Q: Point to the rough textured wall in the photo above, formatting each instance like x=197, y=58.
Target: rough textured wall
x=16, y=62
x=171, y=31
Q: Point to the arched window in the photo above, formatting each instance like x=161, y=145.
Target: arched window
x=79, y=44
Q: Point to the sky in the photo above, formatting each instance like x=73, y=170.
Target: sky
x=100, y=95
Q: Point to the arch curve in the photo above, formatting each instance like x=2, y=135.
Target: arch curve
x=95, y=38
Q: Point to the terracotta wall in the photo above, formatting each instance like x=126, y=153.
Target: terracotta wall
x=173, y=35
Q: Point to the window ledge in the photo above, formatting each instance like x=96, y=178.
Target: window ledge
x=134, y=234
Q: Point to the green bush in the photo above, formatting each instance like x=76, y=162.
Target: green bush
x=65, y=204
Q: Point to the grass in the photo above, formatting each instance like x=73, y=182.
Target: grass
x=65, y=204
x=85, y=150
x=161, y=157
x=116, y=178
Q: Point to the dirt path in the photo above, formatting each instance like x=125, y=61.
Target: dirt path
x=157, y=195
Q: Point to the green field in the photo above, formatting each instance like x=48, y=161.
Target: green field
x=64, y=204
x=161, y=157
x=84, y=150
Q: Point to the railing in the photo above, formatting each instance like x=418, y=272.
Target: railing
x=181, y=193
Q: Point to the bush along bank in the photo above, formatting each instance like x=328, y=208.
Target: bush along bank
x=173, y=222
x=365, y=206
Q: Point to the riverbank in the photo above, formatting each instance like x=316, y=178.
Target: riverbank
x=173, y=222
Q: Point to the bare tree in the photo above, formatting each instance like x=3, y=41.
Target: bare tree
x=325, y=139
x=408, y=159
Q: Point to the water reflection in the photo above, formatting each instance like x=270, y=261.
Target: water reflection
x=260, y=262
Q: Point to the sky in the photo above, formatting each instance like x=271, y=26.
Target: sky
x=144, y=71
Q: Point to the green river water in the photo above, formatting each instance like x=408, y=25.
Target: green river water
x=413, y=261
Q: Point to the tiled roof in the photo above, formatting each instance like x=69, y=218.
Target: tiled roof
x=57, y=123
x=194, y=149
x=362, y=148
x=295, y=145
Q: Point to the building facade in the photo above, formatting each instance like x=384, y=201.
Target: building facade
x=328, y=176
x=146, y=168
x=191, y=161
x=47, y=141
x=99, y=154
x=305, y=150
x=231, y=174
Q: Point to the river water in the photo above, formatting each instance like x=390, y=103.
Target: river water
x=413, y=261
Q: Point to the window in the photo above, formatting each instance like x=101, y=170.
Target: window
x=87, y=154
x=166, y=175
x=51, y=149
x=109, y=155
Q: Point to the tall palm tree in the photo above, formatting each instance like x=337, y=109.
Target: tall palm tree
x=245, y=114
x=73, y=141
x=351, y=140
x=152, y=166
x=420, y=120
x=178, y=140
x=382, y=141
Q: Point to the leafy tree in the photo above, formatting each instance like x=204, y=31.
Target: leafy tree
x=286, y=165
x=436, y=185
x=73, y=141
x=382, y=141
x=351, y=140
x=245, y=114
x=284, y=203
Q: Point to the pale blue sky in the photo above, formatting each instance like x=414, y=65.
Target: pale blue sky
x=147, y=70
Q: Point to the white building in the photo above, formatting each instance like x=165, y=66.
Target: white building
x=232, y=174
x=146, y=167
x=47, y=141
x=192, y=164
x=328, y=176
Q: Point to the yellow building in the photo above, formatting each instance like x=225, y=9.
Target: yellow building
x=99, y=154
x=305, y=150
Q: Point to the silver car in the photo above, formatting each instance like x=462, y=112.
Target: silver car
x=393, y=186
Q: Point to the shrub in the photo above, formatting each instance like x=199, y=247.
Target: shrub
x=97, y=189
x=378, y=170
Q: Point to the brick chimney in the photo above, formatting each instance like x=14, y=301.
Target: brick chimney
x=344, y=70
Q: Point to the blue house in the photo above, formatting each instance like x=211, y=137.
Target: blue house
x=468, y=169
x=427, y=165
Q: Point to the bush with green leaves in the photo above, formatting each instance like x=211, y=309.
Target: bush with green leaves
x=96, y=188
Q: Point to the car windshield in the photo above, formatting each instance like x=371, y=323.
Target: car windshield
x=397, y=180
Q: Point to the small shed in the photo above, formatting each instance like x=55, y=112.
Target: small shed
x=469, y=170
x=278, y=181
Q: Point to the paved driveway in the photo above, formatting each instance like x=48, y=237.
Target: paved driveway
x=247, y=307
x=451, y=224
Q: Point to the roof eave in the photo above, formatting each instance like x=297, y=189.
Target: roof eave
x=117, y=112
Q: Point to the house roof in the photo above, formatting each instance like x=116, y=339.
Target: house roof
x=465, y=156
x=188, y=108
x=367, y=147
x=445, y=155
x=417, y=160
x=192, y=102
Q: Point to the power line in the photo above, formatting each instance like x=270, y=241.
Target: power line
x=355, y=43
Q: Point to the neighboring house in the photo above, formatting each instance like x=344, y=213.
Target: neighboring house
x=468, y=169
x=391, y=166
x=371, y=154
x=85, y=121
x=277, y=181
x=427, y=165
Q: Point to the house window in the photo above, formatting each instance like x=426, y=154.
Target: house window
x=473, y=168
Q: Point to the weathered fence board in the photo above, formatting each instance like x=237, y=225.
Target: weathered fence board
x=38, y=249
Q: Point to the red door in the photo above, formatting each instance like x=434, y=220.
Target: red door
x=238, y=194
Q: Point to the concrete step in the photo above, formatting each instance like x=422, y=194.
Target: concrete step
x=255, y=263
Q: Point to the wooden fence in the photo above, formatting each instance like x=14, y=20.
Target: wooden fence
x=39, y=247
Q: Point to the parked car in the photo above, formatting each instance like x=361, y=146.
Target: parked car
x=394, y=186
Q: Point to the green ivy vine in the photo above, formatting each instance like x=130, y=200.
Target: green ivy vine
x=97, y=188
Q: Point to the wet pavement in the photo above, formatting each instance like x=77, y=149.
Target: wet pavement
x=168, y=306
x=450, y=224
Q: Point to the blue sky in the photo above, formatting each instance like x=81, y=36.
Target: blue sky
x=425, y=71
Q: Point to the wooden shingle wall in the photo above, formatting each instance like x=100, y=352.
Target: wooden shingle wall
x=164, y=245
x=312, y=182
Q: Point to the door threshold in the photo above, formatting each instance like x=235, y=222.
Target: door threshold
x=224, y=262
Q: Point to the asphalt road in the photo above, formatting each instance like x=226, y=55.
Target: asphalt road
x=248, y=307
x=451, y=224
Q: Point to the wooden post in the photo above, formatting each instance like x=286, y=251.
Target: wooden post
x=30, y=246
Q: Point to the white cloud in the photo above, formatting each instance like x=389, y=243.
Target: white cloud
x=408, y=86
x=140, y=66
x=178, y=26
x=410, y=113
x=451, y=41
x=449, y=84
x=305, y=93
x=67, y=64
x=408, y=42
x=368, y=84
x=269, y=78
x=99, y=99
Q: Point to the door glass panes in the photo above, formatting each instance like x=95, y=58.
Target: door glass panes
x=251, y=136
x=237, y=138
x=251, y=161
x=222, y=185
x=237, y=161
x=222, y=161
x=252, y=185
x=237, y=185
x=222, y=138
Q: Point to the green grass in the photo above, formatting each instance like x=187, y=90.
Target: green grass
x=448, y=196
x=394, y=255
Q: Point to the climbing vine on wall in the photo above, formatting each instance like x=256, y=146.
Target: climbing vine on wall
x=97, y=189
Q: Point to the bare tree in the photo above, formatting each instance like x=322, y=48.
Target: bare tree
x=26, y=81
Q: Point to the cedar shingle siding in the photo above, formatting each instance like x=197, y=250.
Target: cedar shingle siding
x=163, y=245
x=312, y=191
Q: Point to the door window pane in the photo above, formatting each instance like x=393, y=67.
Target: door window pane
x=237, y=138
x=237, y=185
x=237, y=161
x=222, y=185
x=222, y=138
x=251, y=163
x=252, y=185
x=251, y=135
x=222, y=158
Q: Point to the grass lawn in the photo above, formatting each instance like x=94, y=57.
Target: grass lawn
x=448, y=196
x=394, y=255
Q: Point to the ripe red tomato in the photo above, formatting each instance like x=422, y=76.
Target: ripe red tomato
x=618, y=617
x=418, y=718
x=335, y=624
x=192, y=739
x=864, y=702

============================================================

◆ **WHAT IS ASKED**: Please rescale the data from the line containing "Q: Point to the green ivy" through the line containing "x=30, y=246", both ends included, and write out only those lines. Repeat each line in full, multiplying every answer coordinate by 0.35 and rounding to a whole number with halves rounded up, and leave the sample coordinates after "formatting each instance like" unchanged.

◆ **WRITTEN SOLUTION**:
Q: Point to the green ivy vine in the photo above, formatting each instance like x=130, y=200.
Target: green ivy vine
x=34, y=66
Q: Point to the wet pavement in the photo above, formatting each instance like x=77, y=149.
Target: wet pavement
x=59, y=107
x=158, y=78
Q: Point to the blue sky in the photo above, formatting each instance like x=81, y=36.
Target: blue sky
x=149, y=25
Q: Point to the wooden shingle wall in the photo above, formatting each instance like x=100, y=352.
Target: wooden shingle wall
x=57, y=86
x=109, y=64
Q: Point to the door threshold in the photo above, formatting each instance like x=235, y=222.
Target: door threshold
x=78, y=92
Q: Point to the asphalt road in the photo above, formatting each instance like x=226, y=55.
Target: asphalt road
x=87, y=107
x=158, y=78
Q: Point to the wooden post in the photo above, formatting each instance like x=286, y=251.
Target: wooden post
x=11, y=86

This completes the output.